SOURCE EXCERPT:
** start **

Each block \(A_{ij}\) or \(B_{ij}\) represents a small submatrix, for example:

\[A_{11} = \begin{bmatrix} a_{11} & a_{12} & \cdots & a_{1B_K} \\ a_{21} & a_{22} & \cdots & a_{2B_K} \\ \vdots & \vdots & \ddots & \vdots \\ a_{B_M1} & a_{B_M2} & \cdots & a_{B_MB_K} \end{bmatrix}\]

Each output block \(C_{ij}\) is computed as a sum of products between corresponding tiles:

\[C_{ij} = \sum_{k=1}^{p} A_{ik} B_{kj}\]

This means that one pair of blocks \(A_{ik}\) and \(B_{kj}\) is loaded into fast memory, multiplied to produce a partial result, and then accumulated into \(C_{ij}\). By performing the computation block by block, the algorithm minimizes memory movement while maximizing data reuse. This blockwise strategy forms the basis of most efficient matrix multiplication kernels, as it balances the limited capacity of fast memory with the need to minimize data transfer.

** end **

SHORT PROBLEM A: Which lines of the entries below contain the word "desk"? Select each of them, treating uppercase and lowercase as different.

EXCERPTED RECORDS:
** start **

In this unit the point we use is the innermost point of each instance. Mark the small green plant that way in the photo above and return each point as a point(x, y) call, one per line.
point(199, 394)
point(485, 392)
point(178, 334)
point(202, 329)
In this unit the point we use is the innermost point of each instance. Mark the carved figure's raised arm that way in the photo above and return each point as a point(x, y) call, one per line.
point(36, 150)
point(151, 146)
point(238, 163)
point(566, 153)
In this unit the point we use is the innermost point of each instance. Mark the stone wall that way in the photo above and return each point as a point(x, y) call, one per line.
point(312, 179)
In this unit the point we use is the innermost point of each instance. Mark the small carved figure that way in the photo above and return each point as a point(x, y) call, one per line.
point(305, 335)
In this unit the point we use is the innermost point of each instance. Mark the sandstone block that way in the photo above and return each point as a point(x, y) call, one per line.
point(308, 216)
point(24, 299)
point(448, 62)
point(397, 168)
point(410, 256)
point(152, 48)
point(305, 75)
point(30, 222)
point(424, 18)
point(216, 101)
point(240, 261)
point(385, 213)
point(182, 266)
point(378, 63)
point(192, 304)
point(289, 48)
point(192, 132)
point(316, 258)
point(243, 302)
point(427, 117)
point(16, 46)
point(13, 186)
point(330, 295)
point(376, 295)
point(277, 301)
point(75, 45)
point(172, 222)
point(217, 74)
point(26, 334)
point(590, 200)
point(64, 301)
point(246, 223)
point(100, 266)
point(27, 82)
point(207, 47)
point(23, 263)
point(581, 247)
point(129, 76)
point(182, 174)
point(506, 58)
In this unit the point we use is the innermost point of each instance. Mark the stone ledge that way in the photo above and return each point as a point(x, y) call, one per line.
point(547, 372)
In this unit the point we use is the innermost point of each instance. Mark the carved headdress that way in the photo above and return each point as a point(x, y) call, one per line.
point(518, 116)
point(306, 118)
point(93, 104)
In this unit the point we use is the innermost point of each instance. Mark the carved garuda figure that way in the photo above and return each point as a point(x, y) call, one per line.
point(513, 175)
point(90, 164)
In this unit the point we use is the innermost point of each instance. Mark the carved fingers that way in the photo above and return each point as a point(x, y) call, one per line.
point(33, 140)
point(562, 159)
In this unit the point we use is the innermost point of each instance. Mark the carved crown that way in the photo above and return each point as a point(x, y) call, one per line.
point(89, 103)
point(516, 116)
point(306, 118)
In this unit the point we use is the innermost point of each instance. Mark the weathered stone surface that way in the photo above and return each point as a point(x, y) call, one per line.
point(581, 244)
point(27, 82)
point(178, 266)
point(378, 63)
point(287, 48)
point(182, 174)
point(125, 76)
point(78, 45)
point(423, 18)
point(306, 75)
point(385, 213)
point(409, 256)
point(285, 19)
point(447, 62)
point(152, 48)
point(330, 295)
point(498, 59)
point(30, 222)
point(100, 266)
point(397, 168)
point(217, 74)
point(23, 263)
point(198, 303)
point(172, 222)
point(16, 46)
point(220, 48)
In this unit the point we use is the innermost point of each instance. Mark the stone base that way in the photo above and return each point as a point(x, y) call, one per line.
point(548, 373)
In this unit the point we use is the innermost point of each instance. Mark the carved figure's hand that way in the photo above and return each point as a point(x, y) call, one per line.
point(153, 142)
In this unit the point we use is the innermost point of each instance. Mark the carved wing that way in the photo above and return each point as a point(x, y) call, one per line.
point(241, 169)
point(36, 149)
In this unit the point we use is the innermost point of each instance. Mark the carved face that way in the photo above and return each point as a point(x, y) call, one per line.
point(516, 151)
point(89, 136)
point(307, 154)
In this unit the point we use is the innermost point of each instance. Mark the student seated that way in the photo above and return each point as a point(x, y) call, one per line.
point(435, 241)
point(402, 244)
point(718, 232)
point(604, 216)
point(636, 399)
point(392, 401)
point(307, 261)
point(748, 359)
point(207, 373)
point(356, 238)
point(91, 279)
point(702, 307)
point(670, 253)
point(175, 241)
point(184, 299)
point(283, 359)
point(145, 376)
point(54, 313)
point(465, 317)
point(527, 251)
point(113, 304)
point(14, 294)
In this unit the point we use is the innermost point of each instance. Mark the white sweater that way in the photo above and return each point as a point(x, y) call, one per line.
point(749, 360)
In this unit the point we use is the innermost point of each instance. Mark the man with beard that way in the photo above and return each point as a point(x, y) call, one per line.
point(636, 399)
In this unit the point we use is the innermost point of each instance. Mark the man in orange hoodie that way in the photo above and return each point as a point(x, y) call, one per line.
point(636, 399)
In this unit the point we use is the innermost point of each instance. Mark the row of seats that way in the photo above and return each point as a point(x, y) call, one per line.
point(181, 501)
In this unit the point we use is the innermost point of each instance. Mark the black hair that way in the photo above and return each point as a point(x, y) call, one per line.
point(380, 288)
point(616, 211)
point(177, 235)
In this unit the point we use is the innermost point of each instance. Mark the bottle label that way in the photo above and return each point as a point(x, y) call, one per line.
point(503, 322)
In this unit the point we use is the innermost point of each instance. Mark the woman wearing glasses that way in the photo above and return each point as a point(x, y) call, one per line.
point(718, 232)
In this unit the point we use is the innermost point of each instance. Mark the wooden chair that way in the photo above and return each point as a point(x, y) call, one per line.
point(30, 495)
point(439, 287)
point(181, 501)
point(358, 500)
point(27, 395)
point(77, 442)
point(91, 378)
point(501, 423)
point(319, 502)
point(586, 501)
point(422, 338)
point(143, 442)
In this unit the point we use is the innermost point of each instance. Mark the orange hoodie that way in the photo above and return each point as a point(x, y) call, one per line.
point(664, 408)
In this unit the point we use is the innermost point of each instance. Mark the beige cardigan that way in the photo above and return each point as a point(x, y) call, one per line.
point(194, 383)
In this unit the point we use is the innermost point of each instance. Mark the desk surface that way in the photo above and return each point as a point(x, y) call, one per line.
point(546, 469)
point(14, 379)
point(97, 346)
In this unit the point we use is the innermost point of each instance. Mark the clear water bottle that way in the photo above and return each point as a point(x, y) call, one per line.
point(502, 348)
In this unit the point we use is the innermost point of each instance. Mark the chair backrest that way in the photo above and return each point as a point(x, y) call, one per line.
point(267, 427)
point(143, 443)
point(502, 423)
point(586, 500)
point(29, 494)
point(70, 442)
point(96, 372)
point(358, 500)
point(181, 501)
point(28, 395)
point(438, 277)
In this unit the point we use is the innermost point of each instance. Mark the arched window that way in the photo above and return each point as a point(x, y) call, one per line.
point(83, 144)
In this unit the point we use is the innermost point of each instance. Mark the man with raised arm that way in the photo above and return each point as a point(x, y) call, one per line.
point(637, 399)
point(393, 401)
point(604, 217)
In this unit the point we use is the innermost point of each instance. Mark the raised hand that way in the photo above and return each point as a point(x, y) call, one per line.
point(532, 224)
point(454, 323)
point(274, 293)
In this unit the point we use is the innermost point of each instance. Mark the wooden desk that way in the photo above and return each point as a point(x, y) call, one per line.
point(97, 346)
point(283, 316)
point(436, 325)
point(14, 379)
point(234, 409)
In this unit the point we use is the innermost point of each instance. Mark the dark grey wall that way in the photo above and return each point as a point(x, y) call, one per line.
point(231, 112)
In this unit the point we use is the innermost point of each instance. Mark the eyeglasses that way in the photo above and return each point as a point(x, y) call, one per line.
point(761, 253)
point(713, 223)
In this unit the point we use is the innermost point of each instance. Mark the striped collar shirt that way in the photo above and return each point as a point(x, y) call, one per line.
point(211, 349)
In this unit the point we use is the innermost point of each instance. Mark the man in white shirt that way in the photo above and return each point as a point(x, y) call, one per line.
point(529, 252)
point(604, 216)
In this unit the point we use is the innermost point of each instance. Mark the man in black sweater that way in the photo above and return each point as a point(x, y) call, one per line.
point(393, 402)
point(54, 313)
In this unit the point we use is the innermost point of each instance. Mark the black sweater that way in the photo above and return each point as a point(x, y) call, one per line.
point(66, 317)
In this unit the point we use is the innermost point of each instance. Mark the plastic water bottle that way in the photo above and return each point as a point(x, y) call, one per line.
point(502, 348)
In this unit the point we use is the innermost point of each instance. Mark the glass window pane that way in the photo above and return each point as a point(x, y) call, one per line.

** end **

SHORT PROBLEM B: Why does the blockwise strategy form the basis of most efficient matrix multiplication kernels, according to the matrix multiplication excerpt above? Answer in one to three sentences.

RESPONSE A:
In this unit the point we use is the innermost point of each instance. Mark the desk surface that way in the photo above and return each point as a point(x, y) call, one per line.
In this unit the point we use is the innermost point of each instance. Mark the wooden desk that way in the photo above and return each point as a point(x, y) call, one per line.

RESPONSE B: It balances the limited capacity of fast memory with the need to minimize data transfer. Working block by block, with one pair of blocks loaded into fast memory at a time, minimizes memory movement while maximizing data reuse.